Records contained in a dataset:
((

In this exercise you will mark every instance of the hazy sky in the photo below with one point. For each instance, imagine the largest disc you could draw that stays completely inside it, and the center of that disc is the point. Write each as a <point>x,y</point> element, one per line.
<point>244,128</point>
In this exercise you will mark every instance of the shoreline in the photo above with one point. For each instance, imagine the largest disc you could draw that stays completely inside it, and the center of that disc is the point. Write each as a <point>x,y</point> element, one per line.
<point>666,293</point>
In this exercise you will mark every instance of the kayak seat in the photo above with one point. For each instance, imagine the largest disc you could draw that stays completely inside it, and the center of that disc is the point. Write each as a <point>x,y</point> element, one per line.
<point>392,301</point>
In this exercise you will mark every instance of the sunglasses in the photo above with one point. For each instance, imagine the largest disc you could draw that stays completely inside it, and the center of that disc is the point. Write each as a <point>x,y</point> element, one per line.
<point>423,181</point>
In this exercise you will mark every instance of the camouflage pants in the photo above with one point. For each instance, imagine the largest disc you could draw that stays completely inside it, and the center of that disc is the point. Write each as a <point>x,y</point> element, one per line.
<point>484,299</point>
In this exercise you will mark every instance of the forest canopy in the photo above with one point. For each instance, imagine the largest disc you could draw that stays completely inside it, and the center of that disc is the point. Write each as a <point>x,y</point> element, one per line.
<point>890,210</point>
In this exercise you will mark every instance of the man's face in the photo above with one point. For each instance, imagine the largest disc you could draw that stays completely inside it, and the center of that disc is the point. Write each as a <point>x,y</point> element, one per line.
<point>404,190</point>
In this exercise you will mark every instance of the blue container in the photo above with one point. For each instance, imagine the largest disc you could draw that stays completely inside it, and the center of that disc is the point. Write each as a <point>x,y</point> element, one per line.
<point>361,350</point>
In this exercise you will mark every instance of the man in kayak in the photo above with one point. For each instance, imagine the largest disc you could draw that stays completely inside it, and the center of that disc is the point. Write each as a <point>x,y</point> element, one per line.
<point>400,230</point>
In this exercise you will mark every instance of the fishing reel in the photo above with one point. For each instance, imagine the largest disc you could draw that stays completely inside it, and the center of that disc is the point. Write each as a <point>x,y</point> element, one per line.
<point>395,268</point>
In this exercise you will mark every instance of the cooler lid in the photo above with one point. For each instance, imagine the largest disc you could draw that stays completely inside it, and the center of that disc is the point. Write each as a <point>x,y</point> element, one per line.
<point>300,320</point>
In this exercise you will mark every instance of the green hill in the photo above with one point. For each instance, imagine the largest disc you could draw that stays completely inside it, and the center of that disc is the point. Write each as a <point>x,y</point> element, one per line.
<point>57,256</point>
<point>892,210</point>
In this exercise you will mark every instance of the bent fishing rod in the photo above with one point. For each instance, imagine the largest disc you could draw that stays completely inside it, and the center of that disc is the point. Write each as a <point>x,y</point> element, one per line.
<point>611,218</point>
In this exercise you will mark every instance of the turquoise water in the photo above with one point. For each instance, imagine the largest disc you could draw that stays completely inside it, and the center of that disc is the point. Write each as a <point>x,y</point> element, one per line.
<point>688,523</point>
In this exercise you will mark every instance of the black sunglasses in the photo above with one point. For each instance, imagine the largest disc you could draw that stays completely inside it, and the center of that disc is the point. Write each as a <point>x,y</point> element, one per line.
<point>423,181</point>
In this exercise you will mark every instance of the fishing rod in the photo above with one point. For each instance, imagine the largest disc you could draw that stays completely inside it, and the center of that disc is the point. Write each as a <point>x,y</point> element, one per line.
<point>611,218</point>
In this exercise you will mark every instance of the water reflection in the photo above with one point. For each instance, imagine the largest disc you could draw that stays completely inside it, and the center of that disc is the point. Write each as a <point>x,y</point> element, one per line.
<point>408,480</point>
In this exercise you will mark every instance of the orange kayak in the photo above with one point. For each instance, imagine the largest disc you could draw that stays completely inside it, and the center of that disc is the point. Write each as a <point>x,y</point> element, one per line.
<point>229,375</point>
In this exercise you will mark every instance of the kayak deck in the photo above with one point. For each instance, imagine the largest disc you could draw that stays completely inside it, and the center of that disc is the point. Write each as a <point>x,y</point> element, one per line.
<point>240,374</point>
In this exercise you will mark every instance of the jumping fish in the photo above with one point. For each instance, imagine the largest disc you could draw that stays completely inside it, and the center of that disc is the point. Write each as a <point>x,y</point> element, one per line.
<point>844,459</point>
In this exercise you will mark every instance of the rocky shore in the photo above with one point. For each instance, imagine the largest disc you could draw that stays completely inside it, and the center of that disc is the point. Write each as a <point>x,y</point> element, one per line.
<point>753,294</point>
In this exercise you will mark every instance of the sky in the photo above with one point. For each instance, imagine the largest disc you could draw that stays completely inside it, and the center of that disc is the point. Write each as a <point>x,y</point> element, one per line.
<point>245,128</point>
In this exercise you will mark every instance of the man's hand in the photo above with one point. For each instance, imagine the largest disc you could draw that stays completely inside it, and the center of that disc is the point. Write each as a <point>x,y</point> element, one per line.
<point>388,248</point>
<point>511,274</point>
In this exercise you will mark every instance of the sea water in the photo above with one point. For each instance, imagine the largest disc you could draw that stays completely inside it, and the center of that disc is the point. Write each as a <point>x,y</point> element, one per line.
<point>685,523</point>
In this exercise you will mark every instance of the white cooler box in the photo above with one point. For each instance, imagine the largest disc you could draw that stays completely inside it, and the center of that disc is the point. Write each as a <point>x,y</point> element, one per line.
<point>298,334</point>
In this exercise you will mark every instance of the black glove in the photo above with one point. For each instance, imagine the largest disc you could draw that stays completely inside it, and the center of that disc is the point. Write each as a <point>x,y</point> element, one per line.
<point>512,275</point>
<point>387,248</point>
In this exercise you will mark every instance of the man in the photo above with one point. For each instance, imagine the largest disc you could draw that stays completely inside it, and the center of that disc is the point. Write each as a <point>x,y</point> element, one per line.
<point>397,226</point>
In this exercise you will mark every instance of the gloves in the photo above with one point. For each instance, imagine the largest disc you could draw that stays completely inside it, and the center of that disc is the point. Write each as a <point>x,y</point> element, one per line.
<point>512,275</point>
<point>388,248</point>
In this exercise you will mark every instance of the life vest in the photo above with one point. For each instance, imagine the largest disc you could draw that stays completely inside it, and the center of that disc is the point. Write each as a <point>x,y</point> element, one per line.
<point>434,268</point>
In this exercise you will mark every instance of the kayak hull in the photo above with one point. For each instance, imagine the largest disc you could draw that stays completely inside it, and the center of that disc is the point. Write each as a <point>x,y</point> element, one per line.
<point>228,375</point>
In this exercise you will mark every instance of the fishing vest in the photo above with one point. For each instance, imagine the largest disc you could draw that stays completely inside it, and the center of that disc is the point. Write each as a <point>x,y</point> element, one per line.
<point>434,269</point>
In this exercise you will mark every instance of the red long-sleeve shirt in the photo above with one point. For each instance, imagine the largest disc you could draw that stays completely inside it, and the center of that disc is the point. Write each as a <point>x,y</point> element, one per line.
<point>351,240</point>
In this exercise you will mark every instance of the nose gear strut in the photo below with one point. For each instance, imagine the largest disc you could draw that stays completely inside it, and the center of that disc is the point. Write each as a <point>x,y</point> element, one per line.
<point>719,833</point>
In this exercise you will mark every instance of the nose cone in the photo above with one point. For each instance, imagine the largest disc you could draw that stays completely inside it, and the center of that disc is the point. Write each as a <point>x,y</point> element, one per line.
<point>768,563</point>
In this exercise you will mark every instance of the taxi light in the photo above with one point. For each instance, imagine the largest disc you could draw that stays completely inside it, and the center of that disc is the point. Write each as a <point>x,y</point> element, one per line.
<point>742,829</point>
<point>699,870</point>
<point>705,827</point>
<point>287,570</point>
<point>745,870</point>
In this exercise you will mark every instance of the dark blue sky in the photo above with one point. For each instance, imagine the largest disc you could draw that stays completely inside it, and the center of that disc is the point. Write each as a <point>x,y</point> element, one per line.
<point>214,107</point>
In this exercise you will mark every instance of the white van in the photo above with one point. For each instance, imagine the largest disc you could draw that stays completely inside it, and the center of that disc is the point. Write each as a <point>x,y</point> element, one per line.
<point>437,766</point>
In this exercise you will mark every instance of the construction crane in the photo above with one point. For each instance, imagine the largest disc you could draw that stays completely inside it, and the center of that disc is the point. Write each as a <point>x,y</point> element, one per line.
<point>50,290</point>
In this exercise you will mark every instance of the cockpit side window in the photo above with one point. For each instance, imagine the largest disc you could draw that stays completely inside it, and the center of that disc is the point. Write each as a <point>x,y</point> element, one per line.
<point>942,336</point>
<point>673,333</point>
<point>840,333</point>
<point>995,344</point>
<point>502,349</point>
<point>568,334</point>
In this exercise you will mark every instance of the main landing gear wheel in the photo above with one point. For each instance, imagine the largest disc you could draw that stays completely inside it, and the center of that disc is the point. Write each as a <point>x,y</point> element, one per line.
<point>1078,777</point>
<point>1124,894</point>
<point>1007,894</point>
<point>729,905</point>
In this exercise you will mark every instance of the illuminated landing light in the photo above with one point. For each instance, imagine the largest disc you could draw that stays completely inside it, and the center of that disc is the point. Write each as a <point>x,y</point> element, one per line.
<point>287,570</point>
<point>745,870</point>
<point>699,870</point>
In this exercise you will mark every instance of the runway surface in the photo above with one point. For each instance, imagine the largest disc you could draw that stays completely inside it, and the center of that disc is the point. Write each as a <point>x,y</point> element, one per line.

))

Please write out exactly the line containing "In this exercise you will mark every instance of the illuminated" and every line after it through the end of the records, nothing more.

▶ [Task output]:
In this exercise you will mark every instance of the illuminated landing light in the photo above with one point. For each instance, imagine the largest disc you could draw that stays completely inside it, and the center of that disc is the point. Write each as a <point>x,y</point> element, one per line.
<point>287,570</point>
<point>745,870</point>
<point>699,870</point>
In this exercise you will mark every instance of the runway surface in the photo above with one point. For each instance, imagine the largest disc you could draw that stays completely inside it, and the center of that disc is the point. Write each as a <point>x,y</point> element, one per line.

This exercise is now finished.